Records for this exercise:
## Start
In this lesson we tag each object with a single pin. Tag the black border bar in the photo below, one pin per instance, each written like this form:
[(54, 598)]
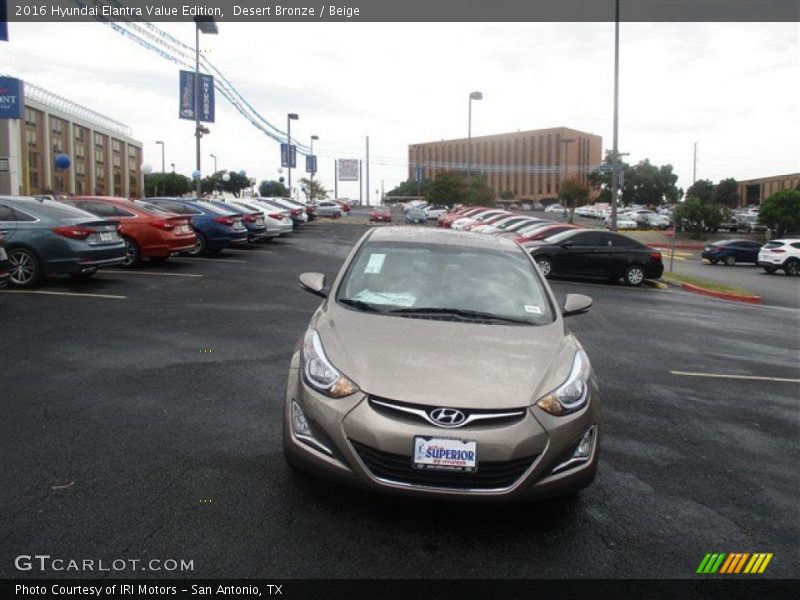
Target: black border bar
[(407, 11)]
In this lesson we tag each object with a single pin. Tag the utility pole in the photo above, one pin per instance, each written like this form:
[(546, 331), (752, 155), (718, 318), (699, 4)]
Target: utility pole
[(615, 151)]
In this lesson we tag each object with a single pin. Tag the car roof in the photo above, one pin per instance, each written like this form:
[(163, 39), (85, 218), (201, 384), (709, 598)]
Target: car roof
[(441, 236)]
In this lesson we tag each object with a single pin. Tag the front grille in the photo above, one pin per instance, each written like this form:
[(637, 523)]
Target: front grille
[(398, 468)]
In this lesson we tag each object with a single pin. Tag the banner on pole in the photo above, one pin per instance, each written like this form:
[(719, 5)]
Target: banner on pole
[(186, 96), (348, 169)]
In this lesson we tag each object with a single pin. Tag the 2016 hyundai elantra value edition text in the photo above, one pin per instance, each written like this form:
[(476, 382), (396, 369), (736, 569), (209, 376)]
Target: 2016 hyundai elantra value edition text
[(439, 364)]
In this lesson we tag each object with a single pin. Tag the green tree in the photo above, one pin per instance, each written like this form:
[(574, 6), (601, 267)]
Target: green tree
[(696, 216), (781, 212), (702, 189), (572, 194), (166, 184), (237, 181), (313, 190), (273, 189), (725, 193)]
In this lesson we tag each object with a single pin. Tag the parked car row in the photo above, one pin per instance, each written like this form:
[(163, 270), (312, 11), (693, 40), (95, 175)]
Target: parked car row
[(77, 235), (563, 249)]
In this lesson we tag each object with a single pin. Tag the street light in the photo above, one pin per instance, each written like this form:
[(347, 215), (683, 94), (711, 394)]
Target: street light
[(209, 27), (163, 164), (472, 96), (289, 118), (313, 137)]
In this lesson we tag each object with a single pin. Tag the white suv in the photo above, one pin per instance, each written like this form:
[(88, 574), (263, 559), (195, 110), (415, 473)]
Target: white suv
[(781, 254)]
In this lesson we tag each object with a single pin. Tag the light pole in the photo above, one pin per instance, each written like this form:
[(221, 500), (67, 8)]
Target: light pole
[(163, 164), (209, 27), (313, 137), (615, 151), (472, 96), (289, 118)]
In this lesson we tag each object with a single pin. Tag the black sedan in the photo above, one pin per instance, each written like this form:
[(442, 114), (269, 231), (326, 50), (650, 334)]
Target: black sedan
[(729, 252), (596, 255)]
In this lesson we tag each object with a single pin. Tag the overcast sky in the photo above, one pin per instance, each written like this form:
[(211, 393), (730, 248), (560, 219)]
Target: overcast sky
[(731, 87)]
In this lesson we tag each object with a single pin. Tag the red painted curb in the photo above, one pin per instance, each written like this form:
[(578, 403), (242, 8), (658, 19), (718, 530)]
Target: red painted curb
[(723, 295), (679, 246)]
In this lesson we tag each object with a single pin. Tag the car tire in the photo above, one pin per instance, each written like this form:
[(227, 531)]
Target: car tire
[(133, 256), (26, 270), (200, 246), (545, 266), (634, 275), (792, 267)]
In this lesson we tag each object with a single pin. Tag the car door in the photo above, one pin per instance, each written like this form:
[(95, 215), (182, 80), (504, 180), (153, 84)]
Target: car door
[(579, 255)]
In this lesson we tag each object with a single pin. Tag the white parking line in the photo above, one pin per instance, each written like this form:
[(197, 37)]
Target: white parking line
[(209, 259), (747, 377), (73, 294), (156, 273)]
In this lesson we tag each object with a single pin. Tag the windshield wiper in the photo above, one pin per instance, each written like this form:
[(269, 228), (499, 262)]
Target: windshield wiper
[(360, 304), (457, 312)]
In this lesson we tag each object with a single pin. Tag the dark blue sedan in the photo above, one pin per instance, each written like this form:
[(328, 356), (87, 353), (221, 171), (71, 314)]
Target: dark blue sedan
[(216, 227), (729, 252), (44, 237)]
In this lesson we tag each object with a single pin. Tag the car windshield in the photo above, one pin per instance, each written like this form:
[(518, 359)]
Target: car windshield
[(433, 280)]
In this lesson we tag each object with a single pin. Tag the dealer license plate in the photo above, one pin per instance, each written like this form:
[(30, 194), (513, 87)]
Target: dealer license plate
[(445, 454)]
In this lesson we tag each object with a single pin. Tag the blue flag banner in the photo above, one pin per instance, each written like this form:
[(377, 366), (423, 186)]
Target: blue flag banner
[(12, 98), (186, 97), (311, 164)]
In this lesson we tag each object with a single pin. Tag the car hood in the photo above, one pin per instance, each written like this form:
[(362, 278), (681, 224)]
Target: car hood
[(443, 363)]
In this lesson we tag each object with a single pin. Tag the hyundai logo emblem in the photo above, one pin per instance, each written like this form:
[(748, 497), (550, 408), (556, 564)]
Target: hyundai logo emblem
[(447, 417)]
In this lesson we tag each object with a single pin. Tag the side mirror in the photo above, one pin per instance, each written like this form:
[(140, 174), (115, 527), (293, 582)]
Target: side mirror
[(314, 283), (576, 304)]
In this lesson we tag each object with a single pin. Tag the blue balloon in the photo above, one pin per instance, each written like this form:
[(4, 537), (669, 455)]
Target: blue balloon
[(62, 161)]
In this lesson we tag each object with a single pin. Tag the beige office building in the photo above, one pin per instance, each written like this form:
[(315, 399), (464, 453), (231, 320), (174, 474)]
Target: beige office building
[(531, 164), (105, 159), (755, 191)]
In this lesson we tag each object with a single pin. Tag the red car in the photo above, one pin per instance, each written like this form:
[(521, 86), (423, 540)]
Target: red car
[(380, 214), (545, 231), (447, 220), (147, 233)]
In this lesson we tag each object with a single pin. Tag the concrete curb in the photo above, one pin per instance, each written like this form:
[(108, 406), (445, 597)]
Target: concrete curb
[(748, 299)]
## End
Copy the records again, starting at the line that has "the car windshield" and ending after the line that has "[(447, 417)]". Swap "lesson" for "exercise" and keep everything else the same.

Solved problem:
In this exercise we tag each object with a single pin. Tag the car windshield in the photo above, one pin per instance, each written like this form:
[(518, 359)]
Target: car windshield
[(433, 280)]
In this exercise we tag each object with a single pin. Tag the dealer license plate in the photo above, one pin per instance, each written like this form:
[(30, 194), (513, 87)]
Target: dealer license plate
[(445, 454)]
In this exercise we tag each object with a single pin. Tag the blue flag banner in the photo above, one pin per instance, each written like this form:
[(377, 366), (423, 186)]
Target: blue flag banner
[(12, 98), (186, 97), (311, 164)]
In this exercise we tag each object with a single pin. Tag the car hood in the photo above, one pin per instance, each written like this form:
[(362, 278), (681, 224)]
Target: car hood
[(443, 363)]
In this exercise we tag each object with a single pin. Tag the hyundai logo emblem in the photo above, one pin per instance, each written like this form:
[(748, 497), (550, 408), (556, 564)]
Target: hyundai logo emblem
[(447, 417)]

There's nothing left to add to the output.